● EXERCISE DIRECTIONS: Copy out, unchanged, the lines from the one with "Ground crowd barrier" through the one with "left=0, top=354, right=720, bottom=438", both included.

_ _ _ _ _

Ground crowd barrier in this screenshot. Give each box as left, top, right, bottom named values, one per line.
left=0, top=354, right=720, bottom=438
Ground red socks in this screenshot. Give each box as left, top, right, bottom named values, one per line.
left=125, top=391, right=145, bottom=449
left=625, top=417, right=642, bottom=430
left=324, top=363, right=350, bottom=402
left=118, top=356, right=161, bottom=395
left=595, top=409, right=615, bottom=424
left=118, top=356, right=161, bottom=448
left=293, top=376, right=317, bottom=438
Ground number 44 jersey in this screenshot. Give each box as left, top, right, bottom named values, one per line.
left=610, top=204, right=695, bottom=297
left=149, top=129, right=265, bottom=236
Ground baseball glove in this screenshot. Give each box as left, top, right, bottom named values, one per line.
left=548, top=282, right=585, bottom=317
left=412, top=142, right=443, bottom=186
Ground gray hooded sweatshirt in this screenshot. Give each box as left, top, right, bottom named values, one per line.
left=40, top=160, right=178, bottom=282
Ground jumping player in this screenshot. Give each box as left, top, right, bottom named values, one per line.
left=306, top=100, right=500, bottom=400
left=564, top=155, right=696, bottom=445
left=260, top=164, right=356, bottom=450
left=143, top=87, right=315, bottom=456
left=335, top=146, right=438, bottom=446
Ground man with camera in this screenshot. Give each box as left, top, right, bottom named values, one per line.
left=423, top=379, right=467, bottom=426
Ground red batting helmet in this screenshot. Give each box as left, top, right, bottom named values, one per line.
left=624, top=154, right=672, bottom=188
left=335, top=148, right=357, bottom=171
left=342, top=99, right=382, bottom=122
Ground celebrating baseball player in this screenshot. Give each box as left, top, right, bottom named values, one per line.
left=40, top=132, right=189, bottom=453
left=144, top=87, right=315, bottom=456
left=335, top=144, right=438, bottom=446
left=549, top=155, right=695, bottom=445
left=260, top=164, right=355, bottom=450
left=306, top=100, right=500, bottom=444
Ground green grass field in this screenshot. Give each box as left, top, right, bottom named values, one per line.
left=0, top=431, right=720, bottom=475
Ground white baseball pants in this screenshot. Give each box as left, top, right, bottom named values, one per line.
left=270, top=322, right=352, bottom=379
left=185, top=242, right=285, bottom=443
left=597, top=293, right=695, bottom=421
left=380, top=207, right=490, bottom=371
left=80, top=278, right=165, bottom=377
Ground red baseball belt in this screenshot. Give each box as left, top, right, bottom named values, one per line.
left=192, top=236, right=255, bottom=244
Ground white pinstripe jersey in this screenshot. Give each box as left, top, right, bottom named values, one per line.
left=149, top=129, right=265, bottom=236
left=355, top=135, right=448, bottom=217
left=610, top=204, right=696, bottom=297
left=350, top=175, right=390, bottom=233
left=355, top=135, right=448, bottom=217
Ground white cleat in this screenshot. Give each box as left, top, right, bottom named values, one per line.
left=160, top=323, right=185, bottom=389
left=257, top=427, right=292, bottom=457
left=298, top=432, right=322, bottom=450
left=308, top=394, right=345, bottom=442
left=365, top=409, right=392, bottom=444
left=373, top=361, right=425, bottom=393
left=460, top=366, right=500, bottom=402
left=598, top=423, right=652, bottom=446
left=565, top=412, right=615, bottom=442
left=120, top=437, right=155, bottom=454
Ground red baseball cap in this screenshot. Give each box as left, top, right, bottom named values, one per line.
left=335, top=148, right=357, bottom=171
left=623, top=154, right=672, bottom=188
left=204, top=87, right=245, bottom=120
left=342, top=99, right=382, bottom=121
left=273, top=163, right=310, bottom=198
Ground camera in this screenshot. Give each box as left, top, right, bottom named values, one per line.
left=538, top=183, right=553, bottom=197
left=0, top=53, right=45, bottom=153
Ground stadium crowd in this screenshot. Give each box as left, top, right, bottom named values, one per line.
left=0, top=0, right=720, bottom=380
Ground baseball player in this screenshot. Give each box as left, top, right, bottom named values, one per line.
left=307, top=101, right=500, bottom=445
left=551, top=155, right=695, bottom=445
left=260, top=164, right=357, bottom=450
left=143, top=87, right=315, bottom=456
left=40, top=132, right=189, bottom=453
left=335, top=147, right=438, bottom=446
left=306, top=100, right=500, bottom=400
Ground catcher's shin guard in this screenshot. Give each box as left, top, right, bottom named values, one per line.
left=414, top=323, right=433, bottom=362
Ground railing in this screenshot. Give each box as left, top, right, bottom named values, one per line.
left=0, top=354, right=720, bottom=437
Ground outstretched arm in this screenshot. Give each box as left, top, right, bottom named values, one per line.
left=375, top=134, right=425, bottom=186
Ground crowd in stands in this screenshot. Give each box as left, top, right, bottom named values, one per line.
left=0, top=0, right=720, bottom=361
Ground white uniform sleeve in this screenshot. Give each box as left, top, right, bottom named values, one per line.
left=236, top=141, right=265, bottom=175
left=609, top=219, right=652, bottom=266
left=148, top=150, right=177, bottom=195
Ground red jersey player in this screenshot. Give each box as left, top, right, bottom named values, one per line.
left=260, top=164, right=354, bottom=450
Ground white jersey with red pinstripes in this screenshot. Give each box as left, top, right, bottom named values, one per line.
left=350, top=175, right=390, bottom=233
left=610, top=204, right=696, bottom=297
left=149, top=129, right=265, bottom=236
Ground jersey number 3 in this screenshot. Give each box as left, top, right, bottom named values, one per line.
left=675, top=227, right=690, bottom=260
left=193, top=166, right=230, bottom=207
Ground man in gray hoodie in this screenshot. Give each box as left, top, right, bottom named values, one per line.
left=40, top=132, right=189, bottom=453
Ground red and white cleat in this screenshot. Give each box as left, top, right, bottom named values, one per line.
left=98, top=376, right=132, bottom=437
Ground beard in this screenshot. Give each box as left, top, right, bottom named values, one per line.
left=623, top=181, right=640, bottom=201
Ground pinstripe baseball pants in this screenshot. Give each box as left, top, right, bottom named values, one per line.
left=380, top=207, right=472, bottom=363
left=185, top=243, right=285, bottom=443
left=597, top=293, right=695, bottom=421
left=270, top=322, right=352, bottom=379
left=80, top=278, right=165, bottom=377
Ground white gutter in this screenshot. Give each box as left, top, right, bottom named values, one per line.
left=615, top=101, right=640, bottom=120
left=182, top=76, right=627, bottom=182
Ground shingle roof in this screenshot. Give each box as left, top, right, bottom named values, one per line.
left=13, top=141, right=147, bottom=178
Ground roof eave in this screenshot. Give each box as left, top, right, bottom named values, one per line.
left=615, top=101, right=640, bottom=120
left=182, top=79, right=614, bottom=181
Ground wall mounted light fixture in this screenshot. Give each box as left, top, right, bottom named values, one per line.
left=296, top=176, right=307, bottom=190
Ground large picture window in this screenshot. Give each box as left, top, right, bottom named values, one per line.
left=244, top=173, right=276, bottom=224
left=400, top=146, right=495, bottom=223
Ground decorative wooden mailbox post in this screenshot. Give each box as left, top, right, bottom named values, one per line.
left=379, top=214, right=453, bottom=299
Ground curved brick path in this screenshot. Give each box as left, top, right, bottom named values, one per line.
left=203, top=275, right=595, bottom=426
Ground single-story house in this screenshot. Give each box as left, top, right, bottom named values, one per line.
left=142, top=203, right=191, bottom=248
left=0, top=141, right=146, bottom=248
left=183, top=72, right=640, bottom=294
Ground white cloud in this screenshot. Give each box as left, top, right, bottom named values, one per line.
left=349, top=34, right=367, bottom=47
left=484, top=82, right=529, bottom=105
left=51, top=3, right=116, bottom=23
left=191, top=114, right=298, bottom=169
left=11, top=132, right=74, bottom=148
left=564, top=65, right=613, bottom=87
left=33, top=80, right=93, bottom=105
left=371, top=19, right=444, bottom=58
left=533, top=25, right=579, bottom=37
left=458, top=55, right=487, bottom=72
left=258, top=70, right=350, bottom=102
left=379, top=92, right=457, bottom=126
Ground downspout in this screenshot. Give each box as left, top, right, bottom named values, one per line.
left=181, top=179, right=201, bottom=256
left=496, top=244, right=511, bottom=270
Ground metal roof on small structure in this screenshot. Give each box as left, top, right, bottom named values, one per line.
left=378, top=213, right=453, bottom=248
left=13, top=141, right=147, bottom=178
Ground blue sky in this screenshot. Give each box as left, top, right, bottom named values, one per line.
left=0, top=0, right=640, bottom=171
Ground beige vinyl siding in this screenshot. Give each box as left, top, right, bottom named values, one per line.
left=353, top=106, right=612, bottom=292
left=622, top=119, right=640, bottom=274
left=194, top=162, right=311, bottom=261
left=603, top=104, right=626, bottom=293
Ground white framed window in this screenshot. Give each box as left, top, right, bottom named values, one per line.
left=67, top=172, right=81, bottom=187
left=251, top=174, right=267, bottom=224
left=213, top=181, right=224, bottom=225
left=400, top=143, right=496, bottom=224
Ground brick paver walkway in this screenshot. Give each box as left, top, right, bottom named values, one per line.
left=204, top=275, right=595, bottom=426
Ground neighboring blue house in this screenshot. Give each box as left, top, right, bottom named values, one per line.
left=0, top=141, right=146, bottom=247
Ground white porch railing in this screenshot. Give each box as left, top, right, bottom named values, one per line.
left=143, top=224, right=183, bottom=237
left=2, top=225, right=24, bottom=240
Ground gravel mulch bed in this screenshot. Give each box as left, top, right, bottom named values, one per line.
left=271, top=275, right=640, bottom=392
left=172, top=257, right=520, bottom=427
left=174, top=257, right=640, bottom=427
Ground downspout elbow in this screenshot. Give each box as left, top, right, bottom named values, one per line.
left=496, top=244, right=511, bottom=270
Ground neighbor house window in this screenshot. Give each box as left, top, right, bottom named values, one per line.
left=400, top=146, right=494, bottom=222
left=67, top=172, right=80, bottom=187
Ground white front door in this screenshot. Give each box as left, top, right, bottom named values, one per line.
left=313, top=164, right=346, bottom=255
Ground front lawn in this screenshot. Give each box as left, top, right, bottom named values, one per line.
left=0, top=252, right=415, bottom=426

_ _ _ _ _

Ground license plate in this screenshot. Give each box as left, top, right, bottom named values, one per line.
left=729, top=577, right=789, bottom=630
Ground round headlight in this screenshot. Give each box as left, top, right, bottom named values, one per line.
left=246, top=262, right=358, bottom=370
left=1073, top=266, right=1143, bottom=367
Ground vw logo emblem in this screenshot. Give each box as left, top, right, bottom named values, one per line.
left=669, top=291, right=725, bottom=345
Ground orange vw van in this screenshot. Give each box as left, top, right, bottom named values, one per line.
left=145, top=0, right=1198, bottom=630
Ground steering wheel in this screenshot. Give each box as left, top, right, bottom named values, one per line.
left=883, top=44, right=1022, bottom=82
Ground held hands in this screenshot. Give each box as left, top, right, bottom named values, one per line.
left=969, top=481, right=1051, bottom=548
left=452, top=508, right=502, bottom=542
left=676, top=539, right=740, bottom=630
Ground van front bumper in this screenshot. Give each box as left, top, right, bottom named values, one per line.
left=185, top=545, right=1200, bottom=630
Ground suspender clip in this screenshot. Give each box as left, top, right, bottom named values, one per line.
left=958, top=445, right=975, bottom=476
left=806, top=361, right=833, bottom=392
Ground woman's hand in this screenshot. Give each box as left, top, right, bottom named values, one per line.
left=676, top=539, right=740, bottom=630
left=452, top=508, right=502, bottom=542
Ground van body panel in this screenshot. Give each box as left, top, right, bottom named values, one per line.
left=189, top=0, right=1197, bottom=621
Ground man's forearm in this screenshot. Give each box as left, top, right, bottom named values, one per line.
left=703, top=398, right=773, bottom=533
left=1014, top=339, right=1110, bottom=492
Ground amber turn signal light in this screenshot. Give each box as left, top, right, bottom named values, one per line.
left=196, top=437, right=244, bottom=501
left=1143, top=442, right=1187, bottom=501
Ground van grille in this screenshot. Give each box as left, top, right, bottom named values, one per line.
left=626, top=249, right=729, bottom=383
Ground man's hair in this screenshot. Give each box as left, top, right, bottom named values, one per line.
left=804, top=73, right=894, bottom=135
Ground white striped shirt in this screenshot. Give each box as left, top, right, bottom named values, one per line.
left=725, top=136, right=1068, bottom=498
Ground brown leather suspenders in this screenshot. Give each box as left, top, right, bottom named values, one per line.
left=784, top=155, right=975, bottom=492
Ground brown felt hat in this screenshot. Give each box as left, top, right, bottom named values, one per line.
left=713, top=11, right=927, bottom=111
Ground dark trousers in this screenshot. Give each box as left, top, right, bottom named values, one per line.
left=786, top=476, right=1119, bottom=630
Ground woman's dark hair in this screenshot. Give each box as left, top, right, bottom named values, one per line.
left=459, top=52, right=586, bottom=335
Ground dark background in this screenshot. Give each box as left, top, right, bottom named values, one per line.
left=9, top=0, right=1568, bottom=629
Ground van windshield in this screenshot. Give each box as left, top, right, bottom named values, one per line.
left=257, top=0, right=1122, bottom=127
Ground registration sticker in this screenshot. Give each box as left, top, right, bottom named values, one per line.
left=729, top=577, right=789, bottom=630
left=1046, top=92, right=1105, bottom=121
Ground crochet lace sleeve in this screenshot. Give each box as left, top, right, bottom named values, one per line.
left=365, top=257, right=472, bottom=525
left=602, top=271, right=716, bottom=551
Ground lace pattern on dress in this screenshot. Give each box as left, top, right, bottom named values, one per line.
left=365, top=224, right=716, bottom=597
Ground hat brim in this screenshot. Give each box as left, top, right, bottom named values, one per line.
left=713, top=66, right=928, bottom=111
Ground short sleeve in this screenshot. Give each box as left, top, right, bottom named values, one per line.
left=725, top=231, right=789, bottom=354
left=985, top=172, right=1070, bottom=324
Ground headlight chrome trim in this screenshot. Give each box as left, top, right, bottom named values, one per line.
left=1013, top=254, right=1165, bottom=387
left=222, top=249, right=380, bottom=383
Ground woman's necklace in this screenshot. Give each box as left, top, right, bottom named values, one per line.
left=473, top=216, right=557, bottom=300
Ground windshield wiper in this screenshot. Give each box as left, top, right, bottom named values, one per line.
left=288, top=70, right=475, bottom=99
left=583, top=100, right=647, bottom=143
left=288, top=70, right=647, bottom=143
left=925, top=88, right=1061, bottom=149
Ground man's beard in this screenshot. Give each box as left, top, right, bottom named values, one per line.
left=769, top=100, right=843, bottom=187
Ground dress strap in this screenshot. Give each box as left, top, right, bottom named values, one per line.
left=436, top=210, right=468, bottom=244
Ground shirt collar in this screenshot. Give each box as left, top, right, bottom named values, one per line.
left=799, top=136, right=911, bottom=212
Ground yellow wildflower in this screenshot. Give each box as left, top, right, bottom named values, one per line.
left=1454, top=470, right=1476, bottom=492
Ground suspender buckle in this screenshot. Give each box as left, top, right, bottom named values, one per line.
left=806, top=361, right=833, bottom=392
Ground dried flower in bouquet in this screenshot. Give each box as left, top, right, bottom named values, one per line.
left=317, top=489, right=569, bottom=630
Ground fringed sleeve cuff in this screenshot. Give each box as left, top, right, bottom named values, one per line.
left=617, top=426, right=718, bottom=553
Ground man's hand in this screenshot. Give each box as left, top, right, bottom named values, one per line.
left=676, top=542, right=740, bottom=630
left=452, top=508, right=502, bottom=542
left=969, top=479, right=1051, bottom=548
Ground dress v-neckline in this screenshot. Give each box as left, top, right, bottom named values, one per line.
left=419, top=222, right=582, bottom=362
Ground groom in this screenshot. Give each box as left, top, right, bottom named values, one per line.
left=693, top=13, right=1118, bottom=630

_ _ _ _ _

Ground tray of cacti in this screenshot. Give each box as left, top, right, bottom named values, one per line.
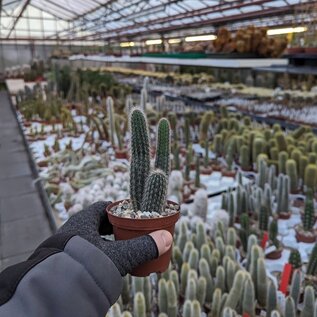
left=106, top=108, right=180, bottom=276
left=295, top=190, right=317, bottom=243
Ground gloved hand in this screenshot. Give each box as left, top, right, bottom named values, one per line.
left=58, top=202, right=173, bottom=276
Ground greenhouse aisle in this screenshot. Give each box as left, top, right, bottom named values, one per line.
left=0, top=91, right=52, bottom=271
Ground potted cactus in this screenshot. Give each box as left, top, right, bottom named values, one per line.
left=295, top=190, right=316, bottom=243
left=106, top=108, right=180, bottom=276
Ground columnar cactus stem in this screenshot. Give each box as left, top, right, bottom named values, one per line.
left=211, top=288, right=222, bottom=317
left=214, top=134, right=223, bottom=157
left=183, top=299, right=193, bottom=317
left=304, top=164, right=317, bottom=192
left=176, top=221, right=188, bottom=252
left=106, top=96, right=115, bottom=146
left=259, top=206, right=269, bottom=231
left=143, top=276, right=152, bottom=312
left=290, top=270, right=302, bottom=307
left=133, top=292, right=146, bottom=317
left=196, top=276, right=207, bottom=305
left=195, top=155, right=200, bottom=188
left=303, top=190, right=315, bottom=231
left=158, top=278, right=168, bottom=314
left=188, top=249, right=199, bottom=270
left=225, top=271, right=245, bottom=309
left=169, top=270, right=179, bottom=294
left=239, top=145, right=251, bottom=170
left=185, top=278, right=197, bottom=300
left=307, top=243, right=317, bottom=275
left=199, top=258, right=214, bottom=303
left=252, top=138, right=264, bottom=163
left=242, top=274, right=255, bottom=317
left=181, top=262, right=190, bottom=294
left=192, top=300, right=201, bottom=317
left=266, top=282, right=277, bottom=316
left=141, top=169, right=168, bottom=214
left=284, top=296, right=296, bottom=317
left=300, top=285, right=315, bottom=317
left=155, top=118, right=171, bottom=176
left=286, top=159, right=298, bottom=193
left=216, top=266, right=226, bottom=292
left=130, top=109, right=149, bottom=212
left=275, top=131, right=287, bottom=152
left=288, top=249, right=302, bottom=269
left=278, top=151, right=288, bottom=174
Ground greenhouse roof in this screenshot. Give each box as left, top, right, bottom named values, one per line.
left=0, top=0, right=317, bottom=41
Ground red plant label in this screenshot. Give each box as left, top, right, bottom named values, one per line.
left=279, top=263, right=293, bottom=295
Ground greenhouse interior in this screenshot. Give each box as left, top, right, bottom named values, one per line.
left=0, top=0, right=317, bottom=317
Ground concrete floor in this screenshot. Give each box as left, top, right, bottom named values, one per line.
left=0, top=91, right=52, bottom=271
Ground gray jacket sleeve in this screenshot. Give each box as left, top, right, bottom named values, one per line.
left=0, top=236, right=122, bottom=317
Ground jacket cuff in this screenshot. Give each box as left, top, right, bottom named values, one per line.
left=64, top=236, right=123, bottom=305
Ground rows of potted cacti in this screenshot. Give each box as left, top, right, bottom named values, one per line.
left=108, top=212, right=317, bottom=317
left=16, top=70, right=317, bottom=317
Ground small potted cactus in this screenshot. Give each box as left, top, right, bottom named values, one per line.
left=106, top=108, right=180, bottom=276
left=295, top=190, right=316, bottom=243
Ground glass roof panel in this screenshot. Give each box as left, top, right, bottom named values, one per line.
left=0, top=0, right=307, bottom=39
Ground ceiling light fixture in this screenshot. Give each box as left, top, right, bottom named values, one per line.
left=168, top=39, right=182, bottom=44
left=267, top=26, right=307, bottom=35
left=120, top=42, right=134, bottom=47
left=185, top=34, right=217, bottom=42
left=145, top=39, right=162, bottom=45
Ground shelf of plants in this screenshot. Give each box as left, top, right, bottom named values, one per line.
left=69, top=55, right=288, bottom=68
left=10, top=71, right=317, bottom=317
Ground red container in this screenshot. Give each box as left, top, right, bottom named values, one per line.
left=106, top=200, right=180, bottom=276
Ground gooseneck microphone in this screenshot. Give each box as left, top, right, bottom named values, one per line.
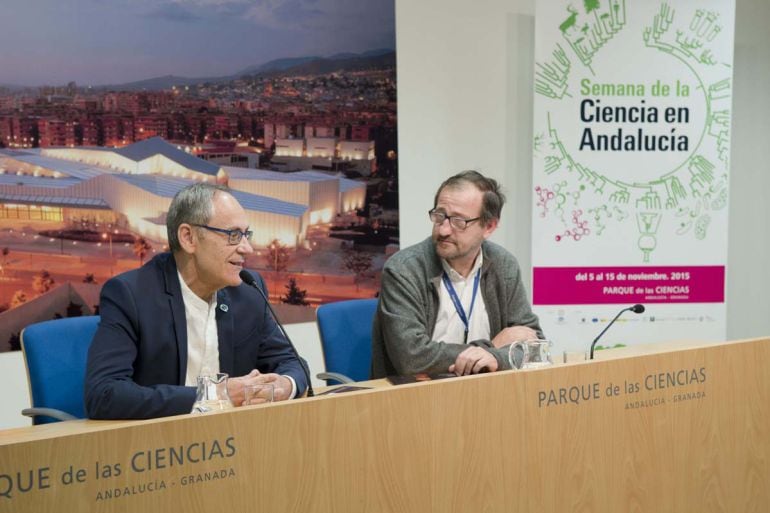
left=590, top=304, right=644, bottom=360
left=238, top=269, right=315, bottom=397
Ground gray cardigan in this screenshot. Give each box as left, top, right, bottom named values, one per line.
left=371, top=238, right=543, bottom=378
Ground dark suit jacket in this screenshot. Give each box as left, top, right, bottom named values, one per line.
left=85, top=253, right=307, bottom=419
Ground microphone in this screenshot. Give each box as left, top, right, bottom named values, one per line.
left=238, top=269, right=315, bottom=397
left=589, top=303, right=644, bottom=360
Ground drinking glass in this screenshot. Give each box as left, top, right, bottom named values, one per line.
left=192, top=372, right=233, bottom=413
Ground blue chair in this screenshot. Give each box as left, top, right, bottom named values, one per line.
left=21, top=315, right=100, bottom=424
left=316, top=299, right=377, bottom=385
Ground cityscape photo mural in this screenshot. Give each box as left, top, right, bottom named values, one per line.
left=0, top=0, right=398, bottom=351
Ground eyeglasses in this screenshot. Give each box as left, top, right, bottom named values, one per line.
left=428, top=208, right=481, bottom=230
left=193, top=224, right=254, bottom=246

_ _ _ _ _

● EXERCISE ANSWER:
Ground crowd barrier in this screenshot. Give each box as left, top, right, bottom named values, one per line.
left=0, top=354, right=720, bottom=438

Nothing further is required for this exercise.